══ Records to process ══

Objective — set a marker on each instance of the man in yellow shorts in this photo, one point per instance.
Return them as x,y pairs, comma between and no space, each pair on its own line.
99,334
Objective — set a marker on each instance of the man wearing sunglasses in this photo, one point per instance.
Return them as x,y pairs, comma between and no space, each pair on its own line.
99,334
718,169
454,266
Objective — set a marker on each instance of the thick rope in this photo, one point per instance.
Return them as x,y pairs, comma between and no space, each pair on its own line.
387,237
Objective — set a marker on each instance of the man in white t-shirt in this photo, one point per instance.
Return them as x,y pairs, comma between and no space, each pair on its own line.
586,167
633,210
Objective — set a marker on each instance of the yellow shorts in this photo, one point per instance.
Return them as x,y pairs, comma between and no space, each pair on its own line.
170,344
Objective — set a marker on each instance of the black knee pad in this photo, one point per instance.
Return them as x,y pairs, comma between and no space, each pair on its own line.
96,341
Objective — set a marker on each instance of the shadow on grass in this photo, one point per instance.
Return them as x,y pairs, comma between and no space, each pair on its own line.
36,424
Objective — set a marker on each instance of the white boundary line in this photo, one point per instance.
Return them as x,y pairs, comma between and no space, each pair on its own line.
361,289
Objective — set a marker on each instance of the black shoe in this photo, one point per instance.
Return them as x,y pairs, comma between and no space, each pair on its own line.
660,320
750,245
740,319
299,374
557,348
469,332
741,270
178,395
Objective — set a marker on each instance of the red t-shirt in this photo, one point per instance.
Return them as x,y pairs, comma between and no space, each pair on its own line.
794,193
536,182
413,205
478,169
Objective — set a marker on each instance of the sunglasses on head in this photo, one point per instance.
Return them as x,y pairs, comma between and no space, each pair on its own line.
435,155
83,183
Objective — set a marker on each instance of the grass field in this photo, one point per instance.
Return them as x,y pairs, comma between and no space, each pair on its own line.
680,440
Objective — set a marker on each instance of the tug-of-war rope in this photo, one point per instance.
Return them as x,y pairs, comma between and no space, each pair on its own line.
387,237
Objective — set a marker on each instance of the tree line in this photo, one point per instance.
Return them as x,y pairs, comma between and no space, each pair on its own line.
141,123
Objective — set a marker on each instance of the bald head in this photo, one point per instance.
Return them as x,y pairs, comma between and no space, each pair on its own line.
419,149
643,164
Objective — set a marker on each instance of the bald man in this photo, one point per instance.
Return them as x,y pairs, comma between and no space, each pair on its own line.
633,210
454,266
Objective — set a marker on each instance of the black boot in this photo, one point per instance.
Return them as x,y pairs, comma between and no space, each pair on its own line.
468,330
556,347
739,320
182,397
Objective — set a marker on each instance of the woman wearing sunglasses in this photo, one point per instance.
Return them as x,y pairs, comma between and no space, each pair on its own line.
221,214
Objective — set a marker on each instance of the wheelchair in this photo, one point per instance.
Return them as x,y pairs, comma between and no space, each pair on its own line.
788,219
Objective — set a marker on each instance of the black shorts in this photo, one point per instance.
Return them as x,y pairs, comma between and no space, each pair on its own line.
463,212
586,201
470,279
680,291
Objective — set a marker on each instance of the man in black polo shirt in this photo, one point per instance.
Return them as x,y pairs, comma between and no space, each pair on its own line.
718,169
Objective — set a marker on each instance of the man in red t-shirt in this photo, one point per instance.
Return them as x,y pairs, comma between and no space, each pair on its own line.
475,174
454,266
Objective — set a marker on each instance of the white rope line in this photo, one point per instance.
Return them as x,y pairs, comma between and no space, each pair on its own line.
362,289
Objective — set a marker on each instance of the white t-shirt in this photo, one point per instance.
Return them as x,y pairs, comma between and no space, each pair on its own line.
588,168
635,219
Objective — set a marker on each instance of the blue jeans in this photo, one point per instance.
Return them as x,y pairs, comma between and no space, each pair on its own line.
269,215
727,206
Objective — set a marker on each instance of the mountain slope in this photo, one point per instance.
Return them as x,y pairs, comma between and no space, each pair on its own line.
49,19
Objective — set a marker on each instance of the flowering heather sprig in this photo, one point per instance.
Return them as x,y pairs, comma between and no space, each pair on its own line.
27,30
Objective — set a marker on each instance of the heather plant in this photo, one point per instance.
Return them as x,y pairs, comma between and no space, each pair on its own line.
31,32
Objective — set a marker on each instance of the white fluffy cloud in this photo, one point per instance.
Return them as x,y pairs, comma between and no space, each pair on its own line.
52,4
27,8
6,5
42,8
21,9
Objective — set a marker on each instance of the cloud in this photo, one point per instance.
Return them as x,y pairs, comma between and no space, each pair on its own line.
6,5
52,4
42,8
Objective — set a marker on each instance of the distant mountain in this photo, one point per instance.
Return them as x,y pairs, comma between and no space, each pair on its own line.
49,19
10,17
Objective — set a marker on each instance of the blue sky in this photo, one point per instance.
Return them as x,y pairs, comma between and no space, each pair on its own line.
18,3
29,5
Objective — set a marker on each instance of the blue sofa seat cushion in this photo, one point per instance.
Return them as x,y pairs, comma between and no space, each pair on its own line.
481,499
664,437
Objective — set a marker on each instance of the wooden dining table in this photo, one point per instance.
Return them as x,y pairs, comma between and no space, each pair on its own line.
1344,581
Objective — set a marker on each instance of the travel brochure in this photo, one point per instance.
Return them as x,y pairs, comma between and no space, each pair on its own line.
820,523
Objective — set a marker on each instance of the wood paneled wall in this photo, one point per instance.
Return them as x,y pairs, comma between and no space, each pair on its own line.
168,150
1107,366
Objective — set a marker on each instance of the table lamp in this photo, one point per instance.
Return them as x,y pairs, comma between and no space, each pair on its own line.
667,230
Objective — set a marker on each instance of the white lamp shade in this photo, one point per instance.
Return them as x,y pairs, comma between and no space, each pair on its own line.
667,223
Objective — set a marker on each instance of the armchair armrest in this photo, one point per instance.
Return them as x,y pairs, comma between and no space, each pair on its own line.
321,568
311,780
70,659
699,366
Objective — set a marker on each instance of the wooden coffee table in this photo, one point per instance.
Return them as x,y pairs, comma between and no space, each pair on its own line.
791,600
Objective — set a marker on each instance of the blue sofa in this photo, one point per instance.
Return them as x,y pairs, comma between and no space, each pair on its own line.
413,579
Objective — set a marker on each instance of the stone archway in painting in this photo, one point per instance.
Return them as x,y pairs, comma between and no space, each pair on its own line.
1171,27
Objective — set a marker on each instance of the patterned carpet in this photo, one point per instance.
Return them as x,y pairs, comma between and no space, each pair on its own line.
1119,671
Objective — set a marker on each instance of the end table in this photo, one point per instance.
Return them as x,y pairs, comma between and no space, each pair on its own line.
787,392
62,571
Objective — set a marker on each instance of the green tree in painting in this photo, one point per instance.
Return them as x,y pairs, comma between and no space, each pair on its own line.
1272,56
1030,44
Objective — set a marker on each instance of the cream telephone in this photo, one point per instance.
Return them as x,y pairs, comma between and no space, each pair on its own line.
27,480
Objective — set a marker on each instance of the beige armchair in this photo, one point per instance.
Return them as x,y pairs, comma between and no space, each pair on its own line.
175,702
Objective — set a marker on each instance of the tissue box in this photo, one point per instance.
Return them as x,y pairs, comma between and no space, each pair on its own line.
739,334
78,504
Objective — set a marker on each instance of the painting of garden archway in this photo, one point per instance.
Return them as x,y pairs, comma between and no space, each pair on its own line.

═══

**Aim:** Repeat the lines above exactly.

**The response:**
Objective — set a marker on each instance of the man in yellow shorts in this photo, one point per instance.
Return them as x,y pairs, comma between and no space, each pair on its own line.
99,334
Objective — set a marker on each instance of the man wearing sunglasses in this photo, one point per instance.
Return them as x,y pairs, comma between and no space, each pair on its own line.
99,334
718,169
454,266
Objective — set a marker on each instance of the thick rope in this photo, one point per instance.
Return them as x,y pairs, comma between and no space, each pair on its own line.
387,237
Objective — set a marker on each instance of the man in white t-shirt in this photo, one point per instance.
Return them as x,y pairs, comma between and no space, each pair on its own line.
586,167
633,210
Objective — set a marker on each instance of the yellow shorts in this photo, one point per instance.
Return them as x,y pairs, comma between and no space, each pair on its own line.
170,344
Objective — set a marker on each instance of the black knee pad in this photo, one point per instance.
Return them as x,y pairs, comma between and no space, each pair on its own line.
96,341
Objective — set a marker on each instance of the shadow on grass in this photo, one point per instance.
Return them as x,y pairs, comma between and no space, each pair on its own line.
36,424
Objective — set a marker on each instance of the white boundary line in this photo, one point per instance.
Return them as x,y pairs, comma between and no space, each pair on its own line.
361,289
Objective — set a marker on each instance of the black shoe in this photo, one point per instance.
Return them as x,y pairs, comma between and no space, each pair on its own line.
660,320
750,245
740,319
299,374
557,348
469,332
741,270
178,395
Objective — set a marker on each instance of the red t-shirt in this photo, one point per instance.
Return them as x,y pairs, comma between and no space, each pair on its own line.
794,193
536,182
413,205
478,169
Objective — set a marker on each instance of the sunglasses on head in this photo, one point per instance.
Return them as x,y pairs, comma between and no space, each pair on its own line.
435,155
83,183
Objective — set a marker on each instance of the grass field in this photo, one point per instance.
Return them as x,y pairs, comma between and no space, each pair on its own line.
680,440
Objective — set a marker on each instance of the tug-of-war rope in this photo, one point per instance.
Return them as x,y pairs, comma between and no space, each pair on its own line.
387,237
Objective — set a marker on each instance of the tree line in this photo, one point per instance.
Return them as x,y pairs, comma between and no space, each pair on its own line.
141,123
Objective — set a marker on each instance of the bald head in this photo, one point per instance.
Return them as x,y pairs, comma between and no space, each pair on its own line.
419,149
643,164
Objective — set a marker on each instance of the bald man in this photo, one point per instance.
Return them as x,y pairs, comma between and no space, each pair on its own line.
633,210
454,266
Objective — set a marker on each instance of the black boot in this photo, one point per instance.
Return them as x,y pairs, comma between and no space, each pair on its own line.
468,330
556,347
739,320
182,397
Objective — set a marker on each instance of the woman wearing sunglasses in this photo, one point per instance.
Return them as x,y pairs, comma between and no space, each pair on its own line.
221,214
Objective — set a marker on each instance of the wheelchair in this photo, one point per instance.
Return them as x,y pairs, comma between and no space, each pair on its own line.
788,219
Objective — set a marker on each instance of the black shorts in this photo, one point per instance.
Return them as x,y pairs, comma between and no space, each pair on its own line.
463,212
586,201
470,279
680,291
Objective — set a marker on each instance of the man in black polo shirt in this photo, one point per instance.
Return them as x,y pairs, comma between and no space, each pair on its own line.
718,169
Objective — set a marker on each instance of the man in red t-shirt in this photo, one point per instance.
Return them as x,y pairs, comma between and no space, each pair on its own line.
475,174
454,266
Objective — set a marker on each instance of the white rope line in this photo, one point per instance.
Return them as x,y pairs, comma between and no space, each pair on its own line.
362,289
Objective — set a marker on each instance of the white t-shirt in this photo, one point per instance.
Return them as x,y pairs, comma between and no space, each pair on its own line.
588,168
635,219
Objective — set a marker on each instance of the blue jeans in this photo, one point per instance.
Return them as x,y pairs, comma between and no space, each pair on its own line.
269,215
727,206
Objective — set a marker on each instance of the mountain slope in this photo, one point per instance.
Return them as x,y pairs, comma between and no space, each pair on its own line.
49,19
Objective — set a marker on each instance of the flowering heather sprig in this photo, one point per instance.
Return them as x,y pairs, comma between and no space, each pair on its own line.
27,30
Objective — set a marker on each instance of the heather plant in this photo, one point per instance.
Return them as x,y pairs, comma between and no space, each pair on its own line.
31,32
Objective — set a marker on each instance of the white fluffy cloud in this photo, one point per instance.
Return them as x,y pairs, comma between and no space, each pair on its own line.
52,4
27,8
6,5
42,8
21,9
Objective — set a marker on each instance of the cloud in this photo, one point per instance.
Return them as x,y pairs, comma between and no space, each pair on its own line.
6,5
52,4
42,8
Objective — set a marker on each instance of the distant mountain in this photo, one point per instance.
Return them as x,y pairs, comma between and no space, each pair on its own line.
49,19
10,17
Objective — set a marker on each instance of the blue sky in this photo, one point per instance.
Return them as x,y pairs, comma between and no space, each pair on its own line.
18,3
29,5
Objective — set a marker on each instance of the blue sofa seat cushion in this photo, one point per instance.
Return them as x,y pairs, comma between and no space, each pair on its own line.
481,499
664,437
Objective — set a marker on each instance of the wooden dining table in this photo, one point per instance.
Return them as x,y pairs, comma between and no space, each pair on its own line.
1344,581
Objective — set a marker on each instance of the travel brochure in this photo, one point per instance.
Return them as x,y pairs, comma between and no space, each pair on its own line.
820,523
Objective — set a marker on each instance of the wood paneled wall in this photo, one point per instance.
Return them as x,y pairs, comma between and no space, each pair on its own line.
168,150
1107,366
Objective — set a marker on each instance of the table lamp in this photo, one point per instance.
Return them as x,y pairs, comma between and no space, each pair on its own line.
667,230
Objective — set a marker on each instance of the white lamp shade in this photo, one point per instance.
Return them as x,y pairs, comma between and no space, each pair on its own line.
667,223
Objective — set a marker on each instance of the armchair armrest in this photo, one point per instance.
Return them as x,y pairs, comma between and no space, each pair on its own line.
321,568
311,780
70,659
699,366
Objective — set a marker on each instance of the wooden coffee table in this photo, one point per instance.
Return them as x,y pairs, comma between and no space, each pair on its own line.
791,600
Objective — set a marker on each instance of the blue sofa in this photo, one point per instance.
Return them as x,y pairs, comma between and no space, each pair on its own line.
413,579
Objective — set a marker on each instance of the stone archway in painting in this photo, one point per instance.
Return them as x,y pairs, comma between and no space, each pair on its own line.
1171,27
Objective — set a marker on each instance of the patterned carpet in this photo, one point per instance.
Return them as x,y pairs, comma between and no space, each pair on its own line.
1119,671
Objective — set a marker on each instance of the end table in this photo, one point per instance.
Return them as x,y pairs, comma between and no space, each pair on its own line.
787,392
62,571
Objective — set a marker on each instance of the green tree in painting in this photo, one point per instance.
Return them as x,y pairs, comma between and no space, each pair on its own line.
1272,56
1030,44
Objective — set a marker on each instance of the cream telephone in this photo, one point per instance.
Return them as x,y pairs, comma between and no space, each pair on its own line.
27,480
Objective — set a marker on each instance of the beige armchair in this photo, one point per instance.
Return them as x,y pairs, comma between and no space, each pair on its own line.
175,702
Objective — set a marker on each instance of the tissue box in this photo, one point per instance.
Return them as x,y pairs, comma between and no space, each pair on its own line.
739,334
78,504
Objective — set a marker on each instance of the painting of garden archway in this photo, one point per instance.
Return them as x,y pairs, comma between and no space, each pair on its own line.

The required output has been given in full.